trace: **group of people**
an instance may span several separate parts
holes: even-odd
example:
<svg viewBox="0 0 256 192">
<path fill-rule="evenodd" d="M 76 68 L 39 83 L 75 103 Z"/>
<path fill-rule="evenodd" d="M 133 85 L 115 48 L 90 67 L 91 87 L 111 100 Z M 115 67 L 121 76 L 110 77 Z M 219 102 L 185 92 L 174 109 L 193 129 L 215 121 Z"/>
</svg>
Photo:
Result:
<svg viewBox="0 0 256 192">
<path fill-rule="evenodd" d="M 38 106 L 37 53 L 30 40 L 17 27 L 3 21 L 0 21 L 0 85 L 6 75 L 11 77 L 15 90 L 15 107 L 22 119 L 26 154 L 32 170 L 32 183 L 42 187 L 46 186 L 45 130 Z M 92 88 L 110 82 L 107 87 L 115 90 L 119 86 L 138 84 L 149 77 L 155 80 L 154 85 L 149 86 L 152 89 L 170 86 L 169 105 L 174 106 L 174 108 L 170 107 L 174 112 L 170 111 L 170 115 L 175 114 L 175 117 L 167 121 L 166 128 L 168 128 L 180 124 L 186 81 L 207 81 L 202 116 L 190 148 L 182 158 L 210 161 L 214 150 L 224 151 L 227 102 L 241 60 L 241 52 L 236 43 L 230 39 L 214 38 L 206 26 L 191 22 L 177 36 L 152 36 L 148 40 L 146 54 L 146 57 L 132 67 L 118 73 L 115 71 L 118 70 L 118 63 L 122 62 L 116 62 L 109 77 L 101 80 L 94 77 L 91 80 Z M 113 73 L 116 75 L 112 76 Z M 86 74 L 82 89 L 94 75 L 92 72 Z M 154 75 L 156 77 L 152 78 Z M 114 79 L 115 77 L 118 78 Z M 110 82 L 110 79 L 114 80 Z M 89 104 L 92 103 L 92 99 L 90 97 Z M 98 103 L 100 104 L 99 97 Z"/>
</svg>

CHALLENGE => Copy the records above line for line, changing nothing.

SOLUTION TO THE PROBLEM =>
trace: **group of people**
an instance may span several separate parts
holes: even-odd
example:
<svg viewBox="0 0 256 192">
<path fill-rule="evenodd" d="M 76 68 L 39 83 L 75 103 Z"/>
<path fill-rule="evenodd" d="M 133 85 L 115 48 L 90 67 L 91 87 L 111 100 Z M 115 67 L 121 76 L 110 77 Z M 219 102 L 185 92 L 174 109 L 193 129 L 215 121 Z"/>
</svg>
Photo:
Result:
<svg viewBox="0 0 256 192">
<path fill-rule="evenodd" d="M 38 106 L 37 53 L 30 40 L 17 27 L 3 21 L 0 21 L 0 85 L 6 75 L 11 77 L 15 90 L 15 107 L 22 119 L 26 154 L 32 170 L 32 183 L 42 187 L 46 186 L 45 130 Z M 92 88 L 110 82 L 107 87 L 115 90 L 119 86 L 138 84 L 149 77 L 155 80 L 154 85 L 149 86 L 152 89 L 170 86 L 169 105 L 174 106 L 174 108 L 170 107 L 174 112 L 170 111 L 170 115 L 175 114 L 175 117 L 167 121 L 166 128 L 168 128 L 180 124 L 186 81 L 207 81 L 202 116 L 190 148 L 182 158 L 210 161 L 214 150 L 224 151 L 227 102 L 241 60 L 241 52 L 236 43 L 230 39 L 214 38 L 206 26 L 191 22 L 177 36 L 152 36 L 148 40 L 146 54 L 146 57 L 132 67 L 118 73 L 115 71 L 118 70 L 118 63 L 122 62 L 116 62 L 109 77 L 101 80 L 94 77 L 91 80 Z M 113 73 L 116 75 L 112 76 Z M 86 74 L 82 89 L 94 75 L 92 72 Z M 154 75 L 156 77 L 152 78 Z M 114 79 L 115 77 L 118 78 Z M 110 82 L 110 79 L 114 80 Z M 89 104 L 92 103 L 92 99 L 90 97 Z M 98 103 L 100 104 L 99 97 Z"/>
</svg>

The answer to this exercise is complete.